The request: Write out every one of the rows below word for word, changing nothing.

○ ○ ○ ○ ○ ○ ○

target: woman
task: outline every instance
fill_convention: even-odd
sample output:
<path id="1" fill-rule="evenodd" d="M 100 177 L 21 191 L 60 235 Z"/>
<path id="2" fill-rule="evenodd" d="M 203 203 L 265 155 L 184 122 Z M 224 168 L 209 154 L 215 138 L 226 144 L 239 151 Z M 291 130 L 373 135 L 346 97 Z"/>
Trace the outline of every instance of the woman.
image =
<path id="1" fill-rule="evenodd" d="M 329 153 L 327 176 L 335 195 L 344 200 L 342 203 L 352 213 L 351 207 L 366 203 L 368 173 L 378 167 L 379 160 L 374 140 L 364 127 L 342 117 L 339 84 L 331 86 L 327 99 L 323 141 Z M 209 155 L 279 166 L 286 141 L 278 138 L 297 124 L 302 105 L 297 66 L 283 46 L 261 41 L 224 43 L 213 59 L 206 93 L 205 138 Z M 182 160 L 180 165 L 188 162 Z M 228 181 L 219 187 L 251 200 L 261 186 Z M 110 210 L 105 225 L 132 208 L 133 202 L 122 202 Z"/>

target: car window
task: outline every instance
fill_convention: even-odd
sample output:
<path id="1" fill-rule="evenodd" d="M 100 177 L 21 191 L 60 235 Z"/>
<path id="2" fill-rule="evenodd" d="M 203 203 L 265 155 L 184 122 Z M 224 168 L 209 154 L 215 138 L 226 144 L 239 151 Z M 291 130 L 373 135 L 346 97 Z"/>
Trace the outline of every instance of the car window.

○ ○ ○ ○ ○ ○ ○

Solution to this task:
target: woman
task: outline every instance
fill_convention: even-odd
sample output:
<path id="1" fill-rule="evenodd" d="M 100 177 L 21 191 L 60 235 Z"/>
<path id="2" fill-rule="evenodd" d="M 203 203 L 265 155 L 184 122 Z M 224 168 L 209 154 L 215 138 L 226 144 L 239 151 Z M 291 130 L 373 135 L 346 97 Z"/>
Trace the outline of every instance of the woman.
image =
<path id="1" fill-rule="evenodd" d="M 329 153 L 327 176 L 335 195 L 344 200 L 342 203 L 352 213 L 351 207 L 366 203 L 368 173 L 378 167 L 379 160 L 374 140 L 364 127 L 342 117 L 339 84 L 331 86 L 327 99 L 323 141 Z M 209 155 L 279 166 L 286 141 L 278 138 L 297 124 L 302 105 L 297 66 L 283 46 L 261 41 L 224 43 L 213 59 L 206 93 L 205 138 Z M 182 160 L 180 165 L 188 162 Z M 228 181 L 219 187 L 251 200 L 261 186 Z M 110 210 L 105 225 L 132 208 L 133 202 L 122 202 Z"/>

target: car window
task: outline every instance
fill_convention: even-odd
sample output:
<path id="1" fill-rule="evenodd" d="M 100 177 L 21 191 L 60 235 Z"/>
<path id="2" fill-rule="evenodd" d="M 203 203 L 265 155 L 184 122 Z M 224 168 L 209 154 L 215 138 L 226 144 L 239 151 Z M 291 130 L 373 135 L 346 97 Z"/>
Trace the outline of every instance of the car window.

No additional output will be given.